======== MATERIAL PROVIDED

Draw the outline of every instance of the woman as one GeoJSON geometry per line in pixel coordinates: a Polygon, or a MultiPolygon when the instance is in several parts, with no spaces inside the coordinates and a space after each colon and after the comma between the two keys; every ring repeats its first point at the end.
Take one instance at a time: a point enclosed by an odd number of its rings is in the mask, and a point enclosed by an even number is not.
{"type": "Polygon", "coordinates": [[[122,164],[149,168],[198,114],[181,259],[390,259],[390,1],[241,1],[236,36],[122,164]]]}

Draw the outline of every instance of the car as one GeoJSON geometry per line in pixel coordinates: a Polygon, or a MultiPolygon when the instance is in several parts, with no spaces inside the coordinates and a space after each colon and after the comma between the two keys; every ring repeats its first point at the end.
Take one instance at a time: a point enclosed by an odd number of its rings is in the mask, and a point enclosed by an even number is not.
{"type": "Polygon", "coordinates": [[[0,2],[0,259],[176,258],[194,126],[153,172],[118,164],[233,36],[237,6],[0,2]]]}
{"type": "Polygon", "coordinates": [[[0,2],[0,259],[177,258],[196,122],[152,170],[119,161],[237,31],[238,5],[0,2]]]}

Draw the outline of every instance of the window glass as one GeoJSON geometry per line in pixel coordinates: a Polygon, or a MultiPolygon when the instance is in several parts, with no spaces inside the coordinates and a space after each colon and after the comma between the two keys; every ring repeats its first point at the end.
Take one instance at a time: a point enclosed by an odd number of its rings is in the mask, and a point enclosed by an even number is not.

================

# SET PROBLEM:
Rewrite every row above, swapping "pixel coordinates" for "image coordinates" wherever it appears and leaving everything else unchanged.

# SOLUTION FOR THIS PROBLEM:
Draw the outline of every instance of the woman as one GeoJSON geometry per line in image coordinates: a Polygon, or a MultiPolygon when the instance is in several parts, with no spaces inside the coordinates and a space after each colon and after the comma between the two keys; every ring repeats its first point at the end.
Take one instance at a time: a point enclosed by an odd number of its rings is in the mask, and a point enclosed by an even number is not.
{"type": "Polygon", "coordinates": [[[122,164],[149,168],[198,114],[181,259],[390,259],[390,1],[241,1],[236,36],[122,164]]]}

Draw the outline of every instance of the car as one GeoJSON geometry per line in image coordinates: a Polygon, or a MultiPolygon when the instance is in several parts, with no spaces inside the coordinates and a space after each colon and after the comma between the two keys; every ring repeats its first point at the end.
Take one instance at a time: a point enclosed by an odd number of its rings is in the mask, and a point enclosed by an even number is not.
{"type": "Polygon", "coordinates": [[[0,2],[0,259],[176,258],[194,126],[153,172],[118,164],[233,36],[237,6],[0,2]]]}
{"type": "Polygon", "coordinates": [[[0,2],[0,259],[177,258],[196,122],[152,170],[119,161],[237,31],[238,5],[0,2]]]}

Draw the outline of every instance of the window glass as one GeoJSON geometry per line in image coordinates: a Polygon, or a MultiPolygon when the instance is in several parts, with no spaces inside the coordinates and a space after each colon and after the comma between the two keys; every ring repeats its first point at the end.
Take one instance at a time: a point enclosed by an odd number of its rings is in the mask, and a point enclosed by an even number is not.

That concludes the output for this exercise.